» **Texto de referência**
---*---

De acordo com o Cimi, as comunidades dos povos Guarani Mbya, Kaingang, Xokleng e Charrua, espalhadas em 49 municípios gaúchos, são as mais impactadas da região. Dentre as comunidades que se encontram em estado de emergência mais grave, todas elas do povo Guarani Mbya, estão Lami e da Ponta do Arado, situadas no município de Porto Alegre, com 18 famílias atingidas; Yva’ã Porã, em Canela, com 16 famílias afetadas; Flor do Campo e Passo Grande Ponte, em Barra do Ribeiro, com 25 famílias impactadas, e as 19 famílias da aldeia Araçaty localizadas no município de Capivari do Sul.

Nessas comunidades, as famílias precisaram deixar suas casas para se deslocar para áreas mais elevadas, dado o risco de alagamento e deslizamento de terra. Na aldeia Pekuruty, localizada às margens da BR-290, o Departamento Nacional de Infraestrutura de Transportes (DNIT) destruiu as casas e edificações da comunidade, sem qualquer consulta ou justificativa.

Roberto Liegbott missionário do Cimi Regional Sul reforça a denúncia de Eloir, “essa comunidade foi removida para que o DNIT pudesse consertar uma tubulação que passa ali e eles acabaram destruindo toda a comunidade indígena. Eles arrancaram as casas dos indígenas sem que os Guarani sequer soubessem ou tivessem sido comunicados. Os indígenas no momento encontram-se em um abrigo, mas quando retornarem, a comunidade já não existirá mais, porque o DNIT destruiu tudo”, informou o missionário.

---*---

» **Entradas listadas em um conjunto de dados**
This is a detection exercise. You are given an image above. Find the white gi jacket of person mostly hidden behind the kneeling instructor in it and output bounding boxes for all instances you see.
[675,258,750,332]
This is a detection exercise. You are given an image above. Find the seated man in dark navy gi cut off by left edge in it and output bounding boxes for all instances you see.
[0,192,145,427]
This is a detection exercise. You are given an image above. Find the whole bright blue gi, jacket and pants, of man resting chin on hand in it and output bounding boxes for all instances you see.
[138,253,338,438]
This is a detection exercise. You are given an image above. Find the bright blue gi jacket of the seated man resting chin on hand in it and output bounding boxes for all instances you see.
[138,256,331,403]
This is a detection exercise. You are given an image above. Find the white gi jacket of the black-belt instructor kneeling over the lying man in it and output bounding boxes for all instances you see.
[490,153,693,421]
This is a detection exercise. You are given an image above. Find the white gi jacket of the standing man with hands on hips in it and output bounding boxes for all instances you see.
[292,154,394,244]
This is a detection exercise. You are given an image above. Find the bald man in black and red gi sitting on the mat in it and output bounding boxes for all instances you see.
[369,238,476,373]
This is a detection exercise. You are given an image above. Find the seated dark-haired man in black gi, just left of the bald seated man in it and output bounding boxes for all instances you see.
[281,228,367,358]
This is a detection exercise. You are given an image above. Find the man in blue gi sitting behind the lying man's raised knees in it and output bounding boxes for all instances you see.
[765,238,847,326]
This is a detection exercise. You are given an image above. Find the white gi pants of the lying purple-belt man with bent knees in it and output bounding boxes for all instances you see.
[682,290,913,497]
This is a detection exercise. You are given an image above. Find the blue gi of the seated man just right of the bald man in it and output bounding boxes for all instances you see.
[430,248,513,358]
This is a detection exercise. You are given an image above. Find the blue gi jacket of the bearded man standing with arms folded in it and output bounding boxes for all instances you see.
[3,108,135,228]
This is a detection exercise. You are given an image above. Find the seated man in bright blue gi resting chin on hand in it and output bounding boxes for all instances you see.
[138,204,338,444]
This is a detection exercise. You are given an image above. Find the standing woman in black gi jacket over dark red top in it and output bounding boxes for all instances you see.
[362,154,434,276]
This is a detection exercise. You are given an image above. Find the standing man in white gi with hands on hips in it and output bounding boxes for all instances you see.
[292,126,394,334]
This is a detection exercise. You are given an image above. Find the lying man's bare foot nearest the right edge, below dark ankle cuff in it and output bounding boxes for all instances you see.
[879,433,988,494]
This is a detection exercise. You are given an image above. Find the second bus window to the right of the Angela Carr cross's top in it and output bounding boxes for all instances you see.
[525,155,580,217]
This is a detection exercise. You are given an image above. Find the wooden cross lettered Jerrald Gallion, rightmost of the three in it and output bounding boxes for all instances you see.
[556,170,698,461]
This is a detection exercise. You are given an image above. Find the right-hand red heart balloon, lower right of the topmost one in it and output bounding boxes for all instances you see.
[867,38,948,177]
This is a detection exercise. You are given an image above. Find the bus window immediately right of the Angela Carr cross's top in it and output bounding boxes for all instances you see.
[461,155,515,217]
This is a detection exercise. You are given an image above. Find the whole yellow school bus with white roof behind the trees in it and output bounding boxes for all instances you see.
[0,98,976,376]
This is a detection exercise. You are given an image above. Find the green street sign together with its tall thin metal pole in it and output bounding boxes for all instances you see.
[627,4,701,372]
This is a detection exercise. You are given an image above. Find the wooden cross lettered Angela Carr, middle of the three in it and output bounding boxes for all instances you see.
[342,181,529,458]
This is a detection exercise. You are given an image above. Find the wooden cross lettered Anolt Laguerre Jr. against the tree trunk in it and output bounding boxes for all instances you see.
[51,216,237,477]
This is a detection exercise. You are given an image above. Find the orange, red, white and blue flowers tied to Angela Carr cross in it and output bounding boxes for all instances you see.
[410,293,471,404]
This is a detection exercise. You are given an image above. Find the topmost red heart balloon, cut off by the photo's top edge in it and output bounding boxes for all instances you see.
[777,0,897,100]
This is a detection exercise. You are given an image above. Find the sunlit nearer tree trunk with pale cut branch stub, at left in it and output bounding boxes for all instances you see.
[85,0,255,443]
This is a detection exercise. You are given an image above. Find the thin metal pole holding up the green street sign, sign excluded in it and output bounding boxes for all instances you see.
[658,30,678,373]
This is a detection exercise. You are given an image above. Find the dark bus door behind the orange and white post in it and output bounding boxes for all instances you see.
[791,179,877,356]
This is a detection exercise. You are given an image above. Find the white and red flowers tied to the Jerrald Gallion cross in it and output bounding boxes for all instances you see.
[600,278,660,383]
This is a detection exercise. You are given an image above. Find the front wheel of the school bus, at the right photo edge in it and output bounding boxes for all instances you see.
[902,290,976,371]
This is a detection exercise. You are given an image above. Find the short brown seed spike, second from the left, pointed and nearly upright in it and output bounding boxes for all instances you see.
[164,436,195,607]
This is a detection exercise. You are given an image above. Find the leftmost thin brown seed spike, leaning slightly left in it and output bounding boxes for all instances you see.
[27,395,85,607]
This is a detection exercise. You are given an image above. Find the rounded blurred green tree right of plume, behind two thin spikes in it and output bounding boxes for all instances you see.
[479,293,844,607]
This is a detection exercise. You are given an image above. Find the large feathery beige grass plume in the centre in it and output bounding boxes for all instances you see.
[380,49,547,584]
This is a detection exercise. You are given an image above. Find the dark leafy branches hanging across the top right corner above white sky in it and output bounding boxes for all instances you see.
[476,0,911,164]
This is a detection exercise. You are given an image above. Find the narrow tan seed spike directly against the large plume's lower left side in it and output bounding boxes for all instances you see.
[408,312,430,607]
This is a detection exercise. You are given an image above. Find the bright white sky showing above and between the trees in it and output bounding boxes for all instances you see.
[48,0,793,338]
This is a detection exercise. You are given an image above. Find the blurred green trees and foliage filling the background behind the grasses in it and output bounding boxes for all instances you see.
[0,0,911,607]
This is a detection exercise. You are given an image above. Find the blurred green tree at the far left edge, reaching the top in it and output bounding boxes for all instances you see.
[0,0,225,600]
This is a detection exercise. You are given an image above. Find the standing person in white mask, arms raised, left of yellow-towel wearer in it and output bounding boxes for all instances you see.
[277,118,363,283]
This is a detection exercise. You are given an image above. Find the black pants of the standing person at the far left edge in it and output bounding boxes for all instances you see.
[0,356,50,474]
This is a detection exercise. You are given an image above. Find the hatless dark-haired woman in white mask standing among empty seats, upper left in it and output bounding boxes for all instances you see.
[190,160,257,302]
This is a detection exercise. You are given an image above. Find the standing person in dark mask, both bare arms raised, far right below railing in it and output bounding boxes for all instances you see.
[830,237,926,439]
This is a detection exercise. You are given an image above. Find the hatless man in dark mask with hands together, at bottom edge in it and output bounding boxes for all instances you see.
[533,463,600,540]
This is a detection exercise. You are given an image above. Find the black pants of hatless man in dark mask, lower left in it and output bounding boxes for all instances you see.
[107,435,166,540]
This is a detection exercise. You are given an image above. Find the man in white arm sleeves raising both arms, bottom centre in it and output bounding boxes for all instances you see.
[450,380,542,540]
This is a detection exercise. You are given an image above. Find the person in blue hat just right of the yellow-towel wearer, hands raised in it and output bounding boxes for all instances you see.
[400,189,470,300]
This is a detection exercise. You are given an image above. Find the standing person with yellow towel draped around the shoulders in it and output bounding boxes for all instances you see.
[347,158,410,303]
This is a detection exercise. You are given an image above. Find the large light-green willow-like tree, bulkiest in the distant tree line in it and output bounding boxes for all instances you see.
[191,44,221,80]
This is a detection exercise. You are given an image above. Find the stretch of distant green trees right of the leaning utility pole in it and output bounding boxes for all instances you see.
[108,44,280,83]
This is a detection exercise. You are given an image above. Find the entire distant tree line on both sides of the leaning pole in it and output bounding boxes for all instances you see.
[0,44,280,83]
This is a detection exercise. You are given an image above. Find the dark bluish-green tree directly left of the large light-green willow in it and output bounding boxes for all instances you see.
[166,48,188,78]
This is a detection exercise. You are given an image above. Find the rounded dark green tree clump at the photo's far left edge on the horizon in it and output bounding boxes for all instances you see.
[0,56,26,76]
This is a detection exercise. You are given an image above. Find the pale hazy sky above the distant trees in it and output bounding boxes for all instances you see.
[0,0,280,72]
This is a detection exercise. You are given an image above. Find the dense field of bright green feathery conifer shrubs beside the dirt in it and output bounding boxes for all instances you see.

---*---

» **Tarefas propostas**
• a. Reescreva em forma de lista, de modo mais conciso, o parágrafo do texto sobre as comunidades indígenas que começa com "Nessas comunidades, as famílias precisaram", preservando os fatos principais.
• b. Prolongue o texto sobre as comunidades indígenas, começando logo após a fala do missionário que o encerra.

» **Respostas às tarefas**
• a.
- Nessas comunidades, o risco de alagamento e deslizamento de terra levou as famílias a deixar suas casas e buscar áreas mais elevadas.
- Na aldeia Pekuruty, às margens da BR-290, o DNIT destruiu as casas e edificações da comunidade, sem consulta nem justificativa.

• b.
A inundação persiste na região metropolitana de Porto Alegre. A situação ainda é preocupante nos municípios de Canoas, Esteio, Sapucaia do Sul, São Leopoldo, Novo Hamburgo, Guaíba, Eldorado do Sul e Cachoeirinha, além dos bairros de Porto Alegre, especialmente nas zonas Norte e Sul.

DOAÇÕES – O ponto de recebimento de donativos para indígenas no RS está localizado em Porto Alegre, na Paróquia Menino Jesus de Praga, Rua Dr. Pitrez, 61 – Bairro Aberta dos Morros. De lá, estão sendo enviados os alimentos às aldeias em uma camionete do Iecam, uma da Secretaria do Meio Ambiente e Infraestrutura do Estado do RS (Sema), uma do Conselho Indigenista Missionário (Cimi), e uma do Instituto Brasileiro de Meio Ambiente e Recursos Naturais (Ibama). Para aqueles que preferem realizar a doação em dinheiro, o PIX do Cimi pelos dados abaixo.

O PIX do  Conselho de Articulação do Povo Guarani-RS (CAPG) para doações é: 24.614.826/0001-09 (CNPJ)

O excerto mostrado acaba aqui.